Consegna:
Estrai dal testo sul bitcoin il passo compreso tra "Un’ipotesi diffusa è" e "strada quel bit!", riportandolo parola per parola.

#### Estratto del testo

Un’ipotesi diffusa è che in realtà si tratti di uno pseudonimo usato da un gruppo di esperti informatici di qualche università americana che si nascondono dietro un nome di fantasia per operare liberamente.
Il bitcoin non è emesso da una banca centrale statale (come le normali valute circolanti), ma lo si ottiene attraverso un complicatissimo sistema algebrico, risolvendo un “algoritmo” attraverso computer potentissimi che lavorano giorni e giorni per risolvere la formula ed estrarre il sospirato strumento.

 

Chi riesce ad estrarlo (l’operazione si chiama in inglese mining, che è proprio l’operazione di estrazione da una miniera) oggi diventa ricco perché il valore è di circa 63.000 dollari.
Ne ha fatta di strada quel bit!
Il primo minatore che è riuscito ad impossessarsene e ad utilizzarlo lo ha usato per comprarsi due pizze a Jacksonville, in Florida. Era il 2010 e Laszlo Hanyeczilk pensate, ha offerto al pizzaiolo di pagare con quella cosa strana, l’altro ha accettato un po’ per curiosità un po’ per scommessa ed ha incassato la bellezza di 10.000 bitcoin. Valore attribuito a “quella cosa”: 3 millesimi di dollaro!

########
#### Voci fornite

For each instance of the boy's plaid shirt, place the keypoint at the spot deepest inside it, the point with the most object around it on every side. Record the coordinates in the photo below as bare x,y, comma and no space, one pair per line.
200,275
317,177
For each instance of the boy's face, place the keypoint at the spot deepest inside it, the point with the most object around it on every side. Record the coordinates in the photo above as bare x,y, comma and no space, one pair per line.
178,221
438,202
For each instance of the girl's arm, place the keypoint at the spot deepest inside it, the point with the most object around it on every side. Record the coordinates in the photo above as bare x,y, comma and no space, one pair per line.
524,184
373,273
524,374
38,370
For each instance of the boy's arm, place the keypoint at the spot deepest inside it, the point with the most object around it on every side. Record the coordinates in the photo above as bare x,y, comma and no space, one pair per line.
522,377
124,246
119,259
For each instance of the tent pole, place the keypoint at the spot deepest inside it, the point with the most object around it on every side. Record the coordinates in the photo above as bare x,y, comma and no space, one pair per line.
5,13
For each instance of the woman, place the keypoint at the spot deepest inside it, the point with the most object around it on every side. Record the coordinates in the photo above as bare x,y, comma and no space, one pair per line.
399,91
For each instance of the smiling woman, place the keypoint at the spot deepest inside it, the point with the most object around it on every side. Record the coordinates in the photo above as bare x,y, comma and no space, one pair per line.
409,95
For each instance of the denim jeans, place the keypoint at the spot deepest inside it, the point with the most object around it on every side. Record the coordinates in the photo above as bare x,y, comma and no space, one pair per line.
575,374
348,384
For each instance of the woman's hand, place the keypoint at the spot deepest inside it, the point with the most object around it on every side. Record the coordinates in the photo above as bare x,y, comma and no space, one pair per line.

########

Risposta all'esercizio:
Un’ipotesi diffusa è che in realtà si tratti di uno pseudonimo usato da un gruppo di esperti informatici di qualche università americana che si nascondono dietro un nome di fantasia per operare liberamente.
Il bitcoin non è emesso da una banca centrale statale (come le normali valute circolanti), ma lo si ottiene attraverso un complicatissimo sistema algebrico, risolvendo un “algoritmo” attraverso computer potentissimi che lavorano giorni e giorni per risolvere la formula ed estrarre il sospirato strumento.

 

Chi riesce ad estrarlo (l’operazione si chiama in inglese mining, che è proprio l’operazione di estrazione da una miniera) oggi diventa ricco perché il valore è di circa 63.000 dollari.
Ne ha fatta di strada quel bit!